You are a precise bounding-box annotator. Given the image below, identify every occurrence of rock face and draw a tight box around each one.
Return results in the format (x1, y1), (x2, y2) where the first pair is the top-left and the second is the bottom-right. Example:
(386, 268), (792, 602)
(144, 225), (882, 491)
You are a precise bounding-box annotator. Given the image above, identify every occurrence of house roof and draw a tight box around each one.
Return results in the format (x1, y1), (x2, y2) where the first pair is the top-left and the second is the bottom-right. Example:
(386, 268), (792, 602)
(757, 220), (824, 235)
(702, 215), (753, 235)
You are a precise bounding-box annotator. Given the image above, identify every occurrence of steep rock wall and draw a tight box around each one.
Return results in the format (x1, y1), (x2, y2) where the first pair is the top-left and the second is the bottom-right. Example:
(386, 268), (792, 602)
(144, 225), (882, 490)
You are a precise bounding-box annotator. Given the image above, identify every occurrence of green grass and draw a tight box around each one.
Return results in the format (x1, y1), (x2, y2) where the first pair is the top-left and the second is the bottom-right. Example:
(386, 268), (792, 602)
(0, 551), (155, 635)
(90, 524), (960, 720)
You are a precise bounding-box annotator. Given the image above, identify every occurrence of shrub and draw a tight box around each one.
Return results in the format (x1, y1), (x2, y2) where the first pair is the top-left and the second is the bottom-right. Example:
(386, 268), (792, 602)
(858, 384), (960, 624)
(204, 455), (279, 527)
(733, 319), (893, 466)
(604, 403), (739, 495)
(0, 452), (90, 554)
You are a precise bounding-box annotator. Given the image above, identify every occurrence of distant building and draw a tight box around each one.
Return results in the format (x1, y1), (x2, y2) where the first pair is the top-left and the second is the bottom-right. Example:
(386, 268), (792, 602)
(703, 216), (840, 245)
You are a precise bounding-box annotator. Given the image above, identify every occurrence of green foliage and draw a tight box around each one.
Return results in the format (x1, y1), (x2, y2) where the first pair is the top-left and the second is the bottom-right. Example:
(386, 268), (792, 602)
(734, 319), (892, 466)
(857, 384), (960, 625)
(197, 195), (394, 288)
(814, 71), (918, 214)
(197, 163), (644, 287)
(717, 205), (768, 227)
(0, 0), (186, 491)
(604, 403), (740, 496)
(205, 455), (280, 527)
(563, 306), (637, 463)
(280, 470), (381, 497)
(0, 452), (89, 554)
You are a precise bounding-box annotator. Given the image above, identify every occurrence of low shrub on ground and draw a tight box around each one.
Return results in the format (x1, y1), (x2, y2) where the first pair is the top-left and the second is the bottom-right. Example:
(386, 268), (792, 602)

GIVEN TASK: Can you transcribe every row above word for word, keeping each line as it appears?

OUTPUT OF THE EXERCISE:
You are a precise bounding-box annotator. Given the image below, identify every occurrence of rock face and draw a tight box around each one.
Return results in the format (x1, y1), (x2, y2) where the first pair is the top-left and the second is the bottom-right. Example:
(386, 268), (792, 602)
(144, 225), (882, 491)
You are a precise bounding-box annotator. Given the image above, identify every occurrence of house roof and draw a tight box around each one.
Return results in the format (x1, y1), (x2, y2) where the first pair is the top-left and the second is the bottom-right. Example:
(386, 268), (792, 602)
(757, 220), (824, 235)
(702, 215), (753, 235)
You are a precise bounding-box annotator. Given the image above, identify every occurrence of steep rock wall and draw a tight box around each one.
Return results in the format (x1, y1), (x2, y2) where the first pair is the top-left and the second is the bottom-right. Example:
(386, 268), (792, 602)
(144, 225), (882, 490)
You are a precise bounding-box annotator. Given the image above, identify every occurrence of green grass and draw a tight box around each one.
Return results in the format (x1, y1), (x2, y2) where the first pair is the top-left and the second is the bottom-right. Example:
(386, 268), (792, 602)
(0, 551), (155, 635)
(90, 524), (960, 720)
You are a precise bounding-box annotator. Given the image above, identify every occurrence of shrub and draw a tight box around each one.
Return results in the format (x1, y1), (x2, y2) where the first pair is the top-left and the second is the bottom-right. Example:
(386, 268), (792, 602)
(858, 384), (960, 624)
(204, 455), (279, 527)
(733, 319), (893, 466)
(604, 403), (739, 495)
(0, 452), (90, 554)
You are a precise bounding-box annotator. Given the image above, identify every occurrence of distant building and draw a tight box around each one.
Return results in the format (x1, y1), (x2, y2) where the first pair is the top-left and the second is the bottom-right. Example:
(386, 268), (792, 602)
(703, 216), (840, 245)
You are a precise bounding-box annotator. Given the image above, identify every occurrence of green foliage and draw a tight box around each one.
Return results in the format (x1, y1), (x2, y2) where the first pair is the top-left and the second is the bottom-right. Example:
(386, 268), (792, 602)
(734, 319), (892, 466)
(857, 384), (960, 625)
(197, 195), (394, 288)
(814, 71), (918, 214)
(197, 163), (644, 287)
(717, 205), (768, 227)
(0, 0), (186, 491)
(604, 403), (740, 496)
(205, 455), (280, 527)
(563, 306), (637, 463)
(280, 470), (381, 497)
(0, 452), (89, 554)
You are a precise bounding-box annotator. Given the image above, identify every occurrence of low shrub on ground and draw a tight box around each one.
Return results in the format (x1, y1), (x2, y2) where the first pair is the top-left and the second is the bottom-right. Example:
(386, 268), (792, 602)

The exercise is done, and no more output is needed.